[Boundary labeling items]
+ + +

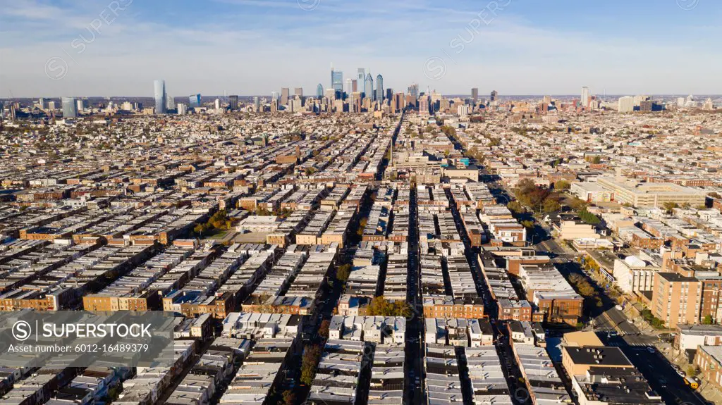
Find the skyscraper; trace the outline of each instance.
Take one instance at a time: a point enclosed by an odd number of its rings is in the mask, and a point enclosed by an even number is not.
[[[78,116],[78,105],[73,97],[63,97],[63,117],[75,118]]]
[[[365,93],[365,97],[373,99],[373,78],[371,77],[371,74],[366,75],[366,80],[364,81],[363,84],[363,92]]]
[[[632,112],[634,111],[634,97],[630,96],[619,97],[617,103],[617,110],[619,112]]]
[[[582,108],[587,108],[589,107],[589,88],[586,86],[582,87],[581,104]]]
[[[288,105],[288,95],[289,95],[288,87],[282,87],[281,88],[281,104],[282,105]]]
[[[199,108],[201,107],[201,94],[191,94],[188,97],[188,107]]]
[[[155,97],[155,113],[165,114],[168,111],[168,94],[165,94],[165,80],[156,80],[153,82],[153,95]]]
[[[381,75],[376,76],[376,99],[383,101],[383,76]]]
[[[358,74],[356,75],[356,85],[358,86],[357,91],[363,92],[363,82],[366,80],[366,69],[358,68]]]
[[[346,94],[351,95],[351,93],[354,92],[354,81],[350,78],[346,79]]]
[[[409,86],[409,95],[412,97],[414,99],[419,98],[419,85],[416,83],[412,83],[411,86]]]
[[[331,68],[331,87],[336,92],[344,91],[344,72],[337,72]]]

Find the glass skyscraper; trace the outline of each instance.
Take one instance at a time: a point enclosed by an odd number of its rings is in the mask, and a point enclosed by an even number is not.
[[[63,117],[75,118],[78,116],[78,104],[73,97],[62,97]]]
[[[153,82],[153,95],[155,97],[155,113],[165,114],[168,112],[168,104],[165,80],[156,80]]]
[[[371,77],[371,74],[366,75],[366,80],[364,81],[363,84],[363,92],[365,97],[373,99],[373,78]]]
[[[383,100],[383,76],[381,75],[376,76],[376,99]]]
[[[188,100],[191,108],[198,108],[201,107],[201,94],[191,94],[188,96]]]
[[[336,92],[344,91],[344,72],[339,72],[331,69],[331,87]]]

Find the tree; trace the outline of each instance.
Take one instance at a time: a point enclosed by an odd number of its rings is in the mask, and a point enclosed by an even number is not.
[[[589,225],[596,225],[597,223],[601,222],[601,220],[599,219],[599,217],[586,210],[586,208],[582,210],[579,211],[578,215],[579,218],[582,221],[588,223]]]
[[[513,214],[519,214],[524,212],[524,208],[519,204],[518,201],[510,201],[506,205],[506,208],[509,208]]]
[[[558,201],[552,200],[550,198],[547,198],[544,202],[544,212],[545,213],[555,213],[561,209],[562,209],[562,205],[559,203]]]
[[[329,339],[329,326],[331,326],[331,321],[328,319],[323,319],[323,321],[321,323],[321,326],[318,326],[318,335],[323,339]]]
[[[296,403],[296,393],[293,392],[292,390],[286,390],[283,391],[284,405],[294,405]]]
[[[301,382],[307,386],[313,383],[316,377],[318,360],[321,359],[321,347],[316,344],[309,344],[303,350],[303,357],[301,360]]]
[[[351,275],[351,264],[345,264],[339,266],[339,268],[336,270],[336,279],[346,282],[349,280],[349,276]]]
[[[533,229],[534,227],[534,221],[522,221],[521,223],[522,226],[527,229]]]
[[[664,208],[664,210],[667,212],[668,214],[672,213],[672,210],[674,208],[679,208],[679,205],[677,202],[673,202],[671,201],[667,201],[666,202],[662,204],[662,207]]]
[[[569,190],[570,187],[572,187],[571,183],[566,180],[559,180],[554,184],[554,188],[556,190]]]
[[[569,205],[570,206],[571,206],[573,210],[575,211],[579,211],[586,209],[587,205],[589,205],[589,203],[580,198],[577,198],[576,197],[575,197],[569,202]]]
[[[369,316],[404,316],[410,318],[411,306],[404,301],[391,302],[380,297],[374,297],[365,308],[365,315]]]

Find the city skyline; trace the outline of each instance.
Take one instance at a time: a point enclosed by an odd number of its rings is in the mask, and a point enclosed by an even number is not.
[[[503,0],[458,1],[453,8],[372,1],[370,6],[385,12],[380,22],[389,24],[356,41],[349,32],[366,22],[349,12],[362,7],[357,2],[237,0],[211,2],[206,9],[181,2],[174,3],[173,14],[157,5],[119,3],[123,9],[114,12],[99,1],[64,8],[52,1],[8,4],[0,22],[12,45],[0,50],[0,97],[141,96],[156,77],[173,83],[173,94],[258,95],[282,86],[308,92],[328,82],[329,61],[347,77],[354,76],[353,66],[371,66],[383,73],[385,87],[416,81],[443,94],[465,94],[471,85],[482,94],[492,88],[505,94],[575,94],[581,85],[608,94],[722,93],[713,71],[722,61],[701,39],[719,33],[714,22],[722,6],[709,1],[542,6]],[[222,12],[214,27],[204,23]],[[268,35],[263,27],[271,12],[288,28]],[[232,26],[233,17],[247,28]],[[342,22],[329,22],[334,19]],[[414,44],[384,40],[405,33],[414,35]],[[324,41],[297,43],[310,35]],[[184,38],[189,40],[179,40]],[[189,54],[198,62],[188,65]],[[249,59],[254,63],[241,62]],[[302,60],[292,68],[287,63]],[[195,68],[178,69],[179,63]],[[205,74],[194,74],[197,69]],[[62,77],[51,78],[56,76]]]

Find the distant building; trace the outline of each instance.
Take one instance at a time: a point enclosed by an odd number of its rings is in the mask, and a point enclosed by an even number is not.
[[[634,97],[625,96],[619,97],[617,110],[619,112],[632,112],[634,111]]]
[[[355,92],[363,92],[363,84],[365,80],[366,80],[366,69],[359,68],[356,74],[356,86],[358,88],[357,88],[356,90],[354,90]]]
[[[363,92],[365,97],[373,99],[373,78],[371,77],[371,74],[366,75],[366,79],[363,83]]]
[[[155,113],[165,114],[168,112],[168,94],[165,93],[165,80],[153,82],[153,96],[155,97]]]
[[[381,75],[376,76],[376,99],[383,101],[383,76]]]
[[[288,97],[290,95],[288,87],[281,88],[281,104],[288,105]]]
[[[201,94],[191,94],[188,97],[188,107],[199,108],[201,107]]]
[[[63,97],[63,117],[75,118],[78,116],[77,104],[73,97]]]

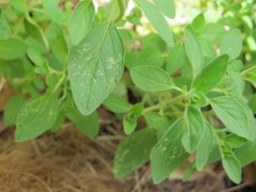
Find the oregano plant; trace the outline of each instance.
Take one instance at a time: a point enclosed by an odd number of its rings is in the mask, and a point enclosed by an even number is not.
[[[172,0],[74,2],[0,2],[0,78],[17,93],[3,122],[15,125],[16,142],[66,119],[96,137],[103,108],[122,118],[126,135],[115,177],[150,161],[160,183],[183,165],[191,175],[220,160],[240,183],[256,160],[255,31],[224,20],[240,9],[218,1],[223,18],[201,13],[171,27]]]

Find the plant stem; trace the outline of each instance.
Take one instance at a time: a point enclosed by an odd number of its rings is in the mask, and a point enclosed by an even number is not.
[[[123,0],[117,0],[118,3],[119,3],[119,14],[117,16],[117,18],[115,18],[114,22],[117,23],[118,21],[119,21],[124,15],[125,15],[125,5],[124,5],[124,2]]]
[[[56,84],[56,85],[55,86],[55,88],[53,89],[53,92],[55,93],[58,89],[59,87],[61,85],[62,82],[65,80],[66,79],[66,75],[63,75],[60,80],[58,81],[58,83]]]
[[[151,111],[154,111],[154,110],[157,110],[157,109],[160,109],[163,105],[170,104],[172,102],[178,102],[178,101],[180,101],[183,98],[184,98],[183,95],[180,95],[180,96],[176,96],[174,98],[172,98],[170,100],[163,101],[161,103],[159,103],[159,104],[156,104],[154,106],[144,108],[143,113],[148,113],[148,112],[151,112]]]

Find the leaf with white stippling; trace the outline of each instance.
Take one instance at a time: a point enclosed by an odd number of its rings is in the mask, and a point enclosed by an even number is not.
[[[124,69],[123,42],[112,22],[91,28],[69,54],[68,76],[79,110],[88,115],[114,89]]]
[[[189,157],[181,142],[183,124],[182,119],[176,121],[151,150],[152,177],[154,183],[167,178]]]

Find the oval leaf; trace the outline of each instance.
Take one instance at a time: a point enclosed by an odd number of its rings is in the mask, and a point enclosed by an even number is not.
[[[219,96],[210,101],[216,115],[227,129],[250,141],[255,139],[255,121],[249,107],[230,96]]]
[[[114,25],[94,26],[69,55],[68,76],[79,110],[91,113],[108,96],[124,70],[123,42]]]
[[[82,1],[77,4],[68,25],[68,32],[73,44],[78,44],[88,33],[94,17],[95,8],[91,0]]]
[[[242,39],[241,33],[238,29],[229,32],[220,43],[220,54],[230,56],[230,61],[235,60],[241,52]]]
[[[50,129],[57,118],[58,107],[56,96],[50,93],[28,100],[17,117],[15,140],[28,141]]]
[[[154,4],[167,17],[175,17],[175,3],[173,0],[154,0]]]
[[[223,166],[229,177],[236,184],[241,183],[241,168],[237,158],[233,154],[224,155],[222,159]]]
[[[198,108],[189,107],[185,113],[185,125],[187,131],[182,142],[184,148],[190,154],[195,151],[204,134],[205,122]]]
[[[229,62],[227,55],[221,55],[207,66],[195,80],[195,88],[208,92],[214,88],[225,74]]]
[[[3,10],[0,9],[0,39],[7,39],[11,35],[11,30],[5,20]]]
[[[172,80],[165,70],[152,67],[142,66],[131,70],[131,79],[140,89],[147,91],[163,91],[174,87]]]
[[[67,117],[72,120],[76,127],[85,136],[96,137],[99,132],[99,117],[96,111],[88,116],[81,114],[76,108],[67,110]]]
[[[26,48],[26,44],[15,38],[0,40],[0,59],[17,59],[25,55]]]
[[[114,176],[124,177],[146,163],[154,144],[154,135],[150,129],[137,131],[125,137],[115,152]]]
[[[194,76],[196,76],[203,68],[204,55],[197,37],[189,26],[184,30],[184,44],[186,54],[194,69]]]
[[[181,143],[183,121],[176,121],[152,148],[151,169],[154,183],[160,183],[189,157]]]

+ + +

## Task instructions
Reproduce the material above, starting from its beginning and going on through the line with "[[[331,68],[331,87],[336,92],[344,91],[344,72],[337,72]]]", and leave the pictures out.

## Complete answer
Find the skyscraper; trace the outline of each instance.
Take one instance at a time: a point enclosed by an odd number of its rings is in the mask, and a point enclosed by an even number is not.
[[[78,116],[78,105],[73,97],[63,97],[63,117],[75,118]]]
[[[365,93],[365,97],[373,99],[373,78],[371,77],[371,74],[366,75],[366,80],[364,81],[363,84],[363,92]]]
[[[632,112],[634,111],[634,97],[630,96],[619,97],[617,103],[617,110],[619,112]]]
[[[582,108],[587,108],[589,107],[589,88],[586,86],[582,87],[581,104]]]
[[[288,105],[288,95],[289,95],[288,87],[282,87],[281,88],[281,104],[282,105]]]
[[[199,108],[201,107],[201,94],[191,94],[188,97],[188,107]]]
[[[155,97],[155,113],[165,114],[168,111],[168,94],[165,94],[165,80],[156,80],[153,82],[153,95]]]
[[[381,75],[376,76],[376,99],[383,101],[383,76]]]
[[[358,74],[356,75],[356,85],[358,86],[357,91],[363,92],[363,82],[366,80],[366,69],[358,68]]]
[[[346,94],[351,95],[351,93],[354,92],[354,81],[350,78],[346,79]]]
[[[409,86],[409,95],[412,97],[414,99],[419,98],[419,85],[416,83],[412,83],[411,86]]]
[[[331,68],[331,87],[336,92],[344,91],[344,72],[337,72]]]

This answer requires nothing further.